EXERCISE INSTRUCTIONS ▸
Please copy every record below exactly and leave out the pictures.

GIVEN ENTRIES ▸
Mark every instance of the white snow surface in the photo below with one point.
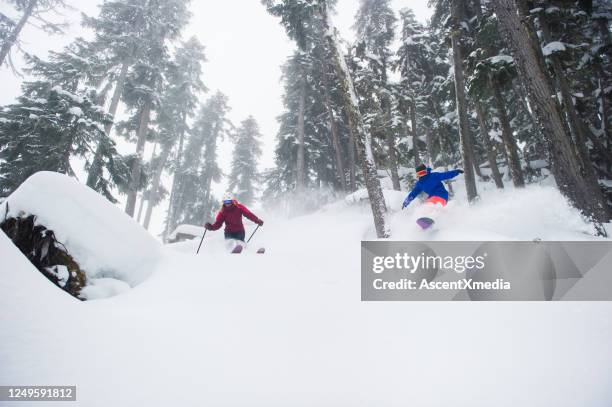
(287, 328)
(102, 238)
(552, 47)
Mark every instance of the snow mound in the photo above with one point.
(103, 240)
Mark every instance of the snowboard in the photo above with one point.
(425, 223)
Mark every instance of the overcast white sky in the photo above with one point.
(245, 48)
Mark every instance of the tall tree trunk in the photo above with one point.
(334, 131)
(413, 132)
(155, 184)
(464, 126)
(301, 170)
(142, 196)
(605, 121)
(491, 156)
(96, 166)
(583, 192)
(352, 161)
(140, 208)
(363, 139)
(170, 221)
(575, 125)
(433, 107)
(14, 36)
(390, 136)
(514, 162)
(143, 127)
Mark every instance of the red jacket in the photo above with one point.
(232, 216)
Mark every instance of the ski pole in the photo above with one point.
(253, 234)
(205, 230)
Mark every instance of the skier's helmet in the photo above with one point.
(421, 170)
(227, 199)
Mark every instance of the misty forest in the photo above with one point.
(511, 91)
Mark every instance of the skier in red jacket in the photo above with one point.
(231, 214)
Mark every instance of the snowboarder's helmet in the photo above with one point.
(421, 170)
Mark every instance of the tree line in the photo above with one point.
(510, 90)
(135, 67)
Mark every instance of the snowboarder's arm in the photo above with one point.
(218, 221)
(448, 174)
(250, 215)
(413, 194)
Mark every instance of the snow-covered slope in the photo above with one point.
(288, 328)
(103, 239)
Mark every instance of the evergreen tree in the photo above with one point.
(375, 26)
(46, 128)
(160, 23)
(178, 105)
(581, 188)
(37, 10)
(195, 202)
(297, 18)
(244, 175)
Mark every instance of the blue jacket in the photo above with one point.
(431, 184)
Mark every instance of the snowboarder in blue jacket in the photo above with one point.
(431, 183)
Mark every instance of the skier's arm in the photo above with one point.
(218, 221)
(448, 174)
(250, 215)
(413, 194)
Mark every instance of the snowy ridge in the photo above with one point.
(102, 239)
(288, 328)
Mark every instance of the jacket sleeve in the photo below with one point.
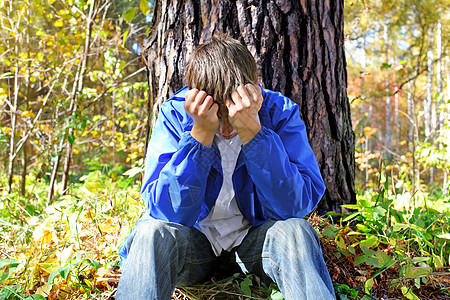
(284, 169)
(176, 171)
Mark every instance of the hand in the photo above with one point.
(243, 108)
(202, 109)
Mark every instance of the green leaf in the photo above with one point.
(9, 266)
(360, 259)
(351, 216)
(71, 139)
(6, 74)
(368, 285)
(385, 66)
(398, 227)
(245, 286)
(129, 14)
(408, 293)
(132, 172)
(52, 277)
(64, 272)
(125, 37)
(144, 7)
(369, 242)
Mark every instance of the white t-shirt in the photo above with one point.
(225, 226)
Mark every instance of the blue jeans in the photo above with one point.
(162, 255)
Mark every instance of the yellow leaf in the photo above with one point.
(59, 23)
(33, 221)
(27, 113)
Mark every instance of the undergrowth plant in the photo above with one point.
(407, 243)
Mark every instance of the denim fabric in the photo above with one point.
(163, 255)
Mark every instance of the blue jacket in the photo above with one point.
(276, 175)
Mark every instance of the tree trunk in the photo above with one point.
(387, 90)
(299, 49)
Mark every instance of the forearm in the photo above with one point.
(174, 190)
(287, 186)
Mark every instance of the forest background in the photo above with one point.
(73, 127)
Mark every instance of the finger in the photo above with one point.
(206, 106)
(231, 107)
(190, 95)
(189, 99)
(237, 100)
(245, 98)
(199, 98)
(254, 92)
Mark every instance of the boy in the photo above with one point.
(229, 176)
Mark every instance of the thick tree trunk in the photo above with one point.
(299, 49)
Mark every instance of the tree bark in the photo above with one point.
(299, 49)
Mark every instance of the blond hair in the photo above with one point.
(219, 66)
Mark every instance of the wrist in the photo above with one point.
(202, 135)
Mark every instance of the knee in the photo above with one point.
(294, 233)
(154, 233)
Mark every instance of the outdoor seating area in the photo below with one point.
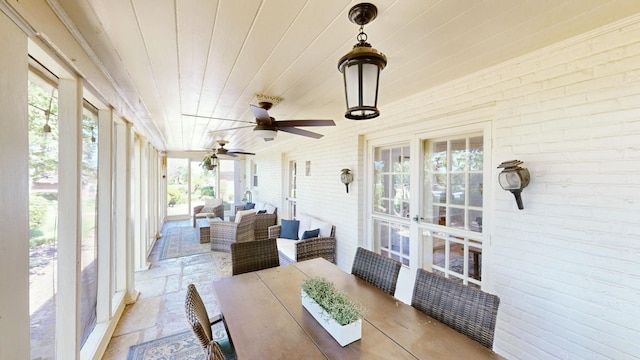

EXERCISE OUTPUT ▸
Mark every instance of the white snow surface in the photo below with one point.
(287, 328)
(102, 238)
(552, 47)
Mark every instance of the snow mound in the photo above with one point.
(103, 240)
Mark every instance of the snowboard in the photo above with one point.
(425, 223)
Mark every instance of the overcast white sky in the photo above with one point.
(245, 48)
Mark every instance of the tall tree trunk in the photo above with one point.
(334, 131)
(413, 132)
(155, 184)
(464, 126)
(301, 170)
(142, 196)
(605, 121)
(491, 156)
(96, 166)
(583, 192)
(352, 161)
(140, 208)
(363, 139)
(170, 221)
(575, 125)
(433, 107)
(14, 36)
(390, 136)
(514, 162)
(143, 127)
Mark every instance of the red jacket in the photo above with one point.
(232, 216)
Mark every instance of the ski pole in the photo above with one point.
(253, 234)
(205, 230)
Mark every instance of the skier's helmet in the photo above with one point.
(421, 170)
(227, 199)
Mark every instance of the misty forest in the photo above with one point.
(511, 91)
Mark every instance of the skier in red jacket in the photo above with one point.
(231, 214)
Mark every instance of the snowboarder's helmet in the photo above with one point.
(421, 170)
Mark every instance of the tree line in the photo above with one point.
(510, 90)
(135, 67)
Mark every instance of the snowboarder's arm in the photo above with one point.
(218, 221)
(448, 174)
(250, 215)
(413, 194)
Mark every instance of the snow-covered slope in the photo above with one point.
(288, 328)
(103, 239)
Mark every instance of the evergreen tree in the photo above with one point.
(375, 26)
(46, 128)
(160, 23)
(178, 105)
(581, 188)
(37, 10)
(195, 202)
(297, 18)
(244, 175)
Mark every instance of the blue jacket in the photo above with one point.
(431, 184)
Mark every instance of the snowboarder in blue jacket in the photo above with one point.
(431, 183)
Mark every instance of the skier's arm in the photo above with one point.
(218, 221)
(448, 174)
(250, 215)
(413, 194)
Mark every instance of the snowy ridge in the photo above with one point.
(102, 239)
(288, 328)
Mark every instance of the jacket sleeve in the photo below with one point.
(284, 169)
(176, 171)
Mark every instance of the hand in the photo above with one point.
(243, 108)
(202, 109)
Mark every instance of the green leaf in the photo above with one point.
(9, 266)
(360, 259)
(351, 216)
(71, 139)
(6, 74)
(368, 285)
(385, 66)
(398, 227)
(245, 286)
(129, 14)
(408, 293)
(132, 172)
(52, 277)
(64, 272)
(125, 37)
(144, 7)
(369, 242)
Mark every instance of the white t-shirt in the photo above with one point.
(225, 226)
Mark every instance of the blue jeans in the photo above with one point.
(162, 255)
Mark every instance of the yellow leaf in the photo above with one point.
(59, 23)
(33, 221)
(27, 113)
Mark every instance of the undergrowth plant in the photo above with one point.
(407, 243)
Mark every instance of the denim fabric in the photo above with one point.
(163, 255)
Mark every instance of the blue jacket in the photo above with one point.
(276, 175)
Mark every instance of the tree trunk in the photo above with one point.
(387, 90)
(299, 49)
Mark every instance of the forearm in the photo above with one point.
(174, 190)
(287, 186)
Mark every instance of the forest background in the photo above with one point.
(73, 127)
Mark every instance of the finger in the photo above with one point.
(206, 106)
(231, 107)
(190, 95)
(189, 99)
(237, 100)
(245, 98)
(199, 98)
(254, 92)
Mark every instance of the boy in the photo above with one point.
(229, 176)
Mark every instance of the thick tree trunk in the photo above with one point.
(299, 49)
Mark every instance of the tree bark in the photo above with one point.
(299, 49)
Mark every instance of the blond hair in the photo above with one point.
(219, 66)
Mark every instance of the wrist in the photo above with one point.
(202, 135)
Mark every instance of the knee in the photo above with one point.
(294, 233)
(154, 233)
Mark every instance of the outdoor seating area in the photo below with one point.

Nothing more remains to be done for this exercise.